_Problems to work on_.
1. In the article on robots learning tasks from videos, what do the specifications generated from demonstration videos serve as for automated planning?
2. Condense the paragraph beginning "Researchers have developed a method" from the article on robots learning tasks from videos into a short bulleted list that keeps its main facts.
3. Extend the article on robots learning tasks from videos, starting after its final sentence.

* START Page excerpt *

Robots Learn Complex Tasks by Watching Videos

TL;DR

A new AI method lets robots pick up skills from demo videos and build executable plans for complex tasks without any human programming.

Imagine a robot that can watch a video of someone setting a dinner table and then perform the same task autonomously, even if it has never encountered that specific assignment before. This capability moves us closer to robots that can adapt to unpredictable everyday environments, learning new skills on demand rather than relying on pre-programmed instructions. The challenge lies in bridging the gap between observing human demonstrations and generating feasible, executable plans for robots.

Researchers have developed a method that allows robots to learn skills from demonstration videos and use this knowledge to accomplish high-level tasks. The key finding is that robots can automatically generate parametric specifications—formal descriptions of temporal and spatial relationships—from videos, which then serve as a domain theory for automated planning. This approach enables robots to solve vague assignments, like "set up the dinner table," by producing detailed, executable action sequences without extensive human input.

* END Page excerpt *
* START Dataset content *

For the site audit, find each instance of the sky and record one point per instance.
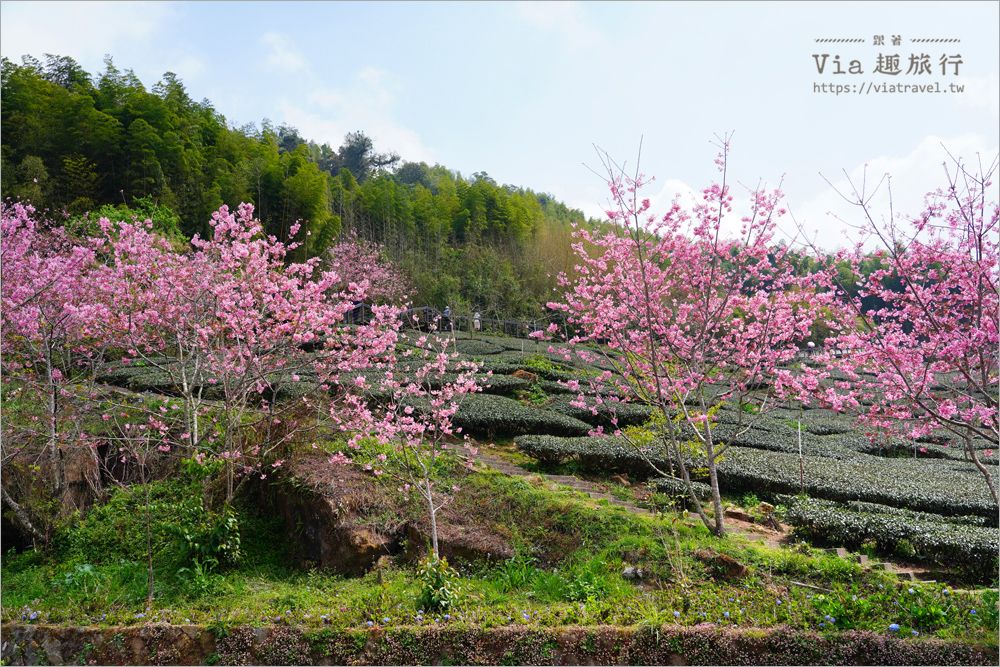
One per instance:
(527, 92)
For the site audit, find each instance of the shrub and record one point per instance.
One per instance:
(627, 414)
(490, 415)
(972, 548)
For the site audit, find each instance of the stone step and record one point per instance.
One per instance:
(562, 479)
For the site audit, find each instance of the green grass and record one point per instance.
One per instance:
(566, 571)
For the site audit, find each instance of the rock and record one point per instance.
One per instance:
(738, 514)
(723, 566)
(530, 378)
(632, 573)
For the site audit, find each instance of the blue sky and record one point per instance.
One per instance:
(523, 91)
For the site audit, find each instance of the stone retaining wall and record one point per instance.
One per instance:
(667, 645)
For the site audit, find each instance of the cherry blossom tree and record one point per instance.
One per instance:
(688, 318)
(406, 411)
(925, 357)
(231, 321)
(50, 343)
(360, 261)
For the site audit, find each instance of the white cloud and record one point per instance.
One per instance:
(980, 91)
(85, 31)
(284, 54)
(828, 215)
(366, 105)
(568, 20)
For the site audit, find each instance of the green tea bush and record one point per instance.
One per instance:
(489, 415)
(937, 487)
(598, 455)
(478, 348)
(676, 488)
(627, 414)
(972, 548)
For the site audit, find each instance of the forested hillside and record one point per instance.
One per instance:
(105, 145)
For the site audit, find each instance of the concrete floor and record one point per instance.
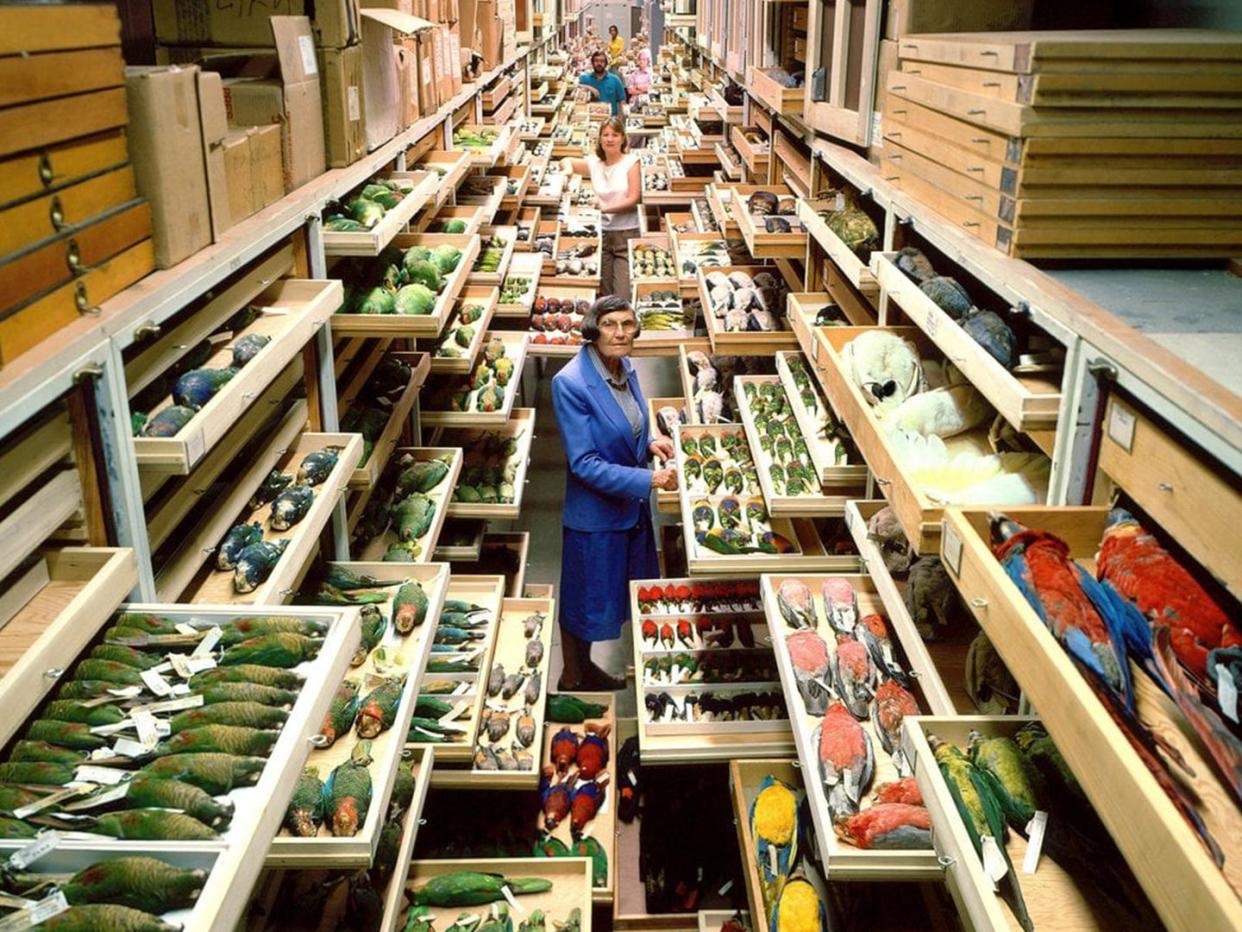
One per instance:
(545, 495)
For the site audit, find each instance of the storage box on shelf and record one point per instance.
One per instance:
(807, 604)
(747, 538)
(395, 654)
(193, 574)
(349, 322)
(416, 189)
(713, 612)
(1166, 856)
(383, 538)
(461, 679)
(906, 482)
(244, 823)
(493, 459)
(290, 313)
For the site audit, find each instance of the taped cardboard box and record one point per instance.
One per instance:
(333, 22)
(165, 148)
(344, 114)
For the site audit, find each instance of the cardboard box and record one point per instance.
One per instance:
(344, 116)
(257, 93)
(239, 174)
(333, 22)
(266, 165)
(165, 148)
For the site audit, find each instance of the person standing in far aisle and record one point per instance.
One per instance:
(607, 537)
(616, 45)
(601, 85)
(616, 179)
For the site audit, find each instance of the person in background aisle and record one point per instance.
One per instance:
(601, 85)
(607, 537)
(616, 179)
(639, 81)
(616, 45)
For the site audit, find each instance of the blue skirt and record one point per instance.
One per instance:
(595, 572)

* END Dataset content *

_Responses for each task_.
1. They serve as a domain theory for automated planning.

2.
- The method lets robots learn skills from demonstration videos and apply them to high-level tasks.
- Robots automatically generate parametric specifications from videos. These are formal descriptions of temporal and spatial relationships.
- These specifications serve as a domain theory for automated planning.
- With little human input, robots can turn vague assignments such as "set up the dinner table" into detailed, executable action sequences.

3.
To achieve this, the method uses a graph-based spatial temporal logic (GSTL) to represent knowledge. GSTL captures both spatial information (e.g., objects' positions and relationships) and temporal information (e.g., durations and sequences of actions). The specification mining algorithm processes demo videos frame by frame, detecting objects and their interactions. It constructs simple GSTL terms for each frame, such as noting that a hand is holding a cup or that a fork is to the left of a plate, and then combines these into more complex formulas that describe the entire skill. For example, from a video of table setting, it might learn formulas like "hand grabs cup and places it on the table within a certain time interval.

The results show that this method can generate a domain theory from multiple videos, which includes common-sense knowledge and action primitives. In evaluations using a table-setting scenario, the algorithm learned formulas such as those describing the spatial arrangement of utensils and the temporal sequence of actions like picking up and placing objects. The automated planner, consisting of a proposer and a verifier, then uses this theory to generate ordered actions. The proposer explores possible action sequences in a graph-based search, while the verifier checks feasibility using satisfiability modulo theories (SMT) and Boolean satisfiability (SAT) solvers to ensure plans meet temporal and spatial constraints.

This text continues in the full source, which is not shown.